*Short problem*.
Reproduce each of the following rows verbatim, without altering any character.

*Data supplied*.
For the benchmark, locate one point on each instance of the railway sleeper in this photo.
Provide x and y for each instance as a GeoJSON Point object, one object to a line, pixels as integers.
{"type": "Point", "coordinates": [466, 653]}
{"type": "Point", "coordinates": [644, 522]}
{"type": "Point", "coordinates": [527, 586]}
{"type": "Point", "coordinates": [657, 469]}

*Answer*.
For the benchmark, locate one point on each instance of the railway sleeper in this photo.
Provide x and y for each instance as a GeoJSON Point object, one object to a line, pixels as integers.
{"type": "Point", "coordinates": [466, 653]}
{"type": "Point", "coordinates": [644, 522]}
{"type": "Point", "coordinates": [527, 586]}
{"type": "Point", "coordinates": [657, 469]}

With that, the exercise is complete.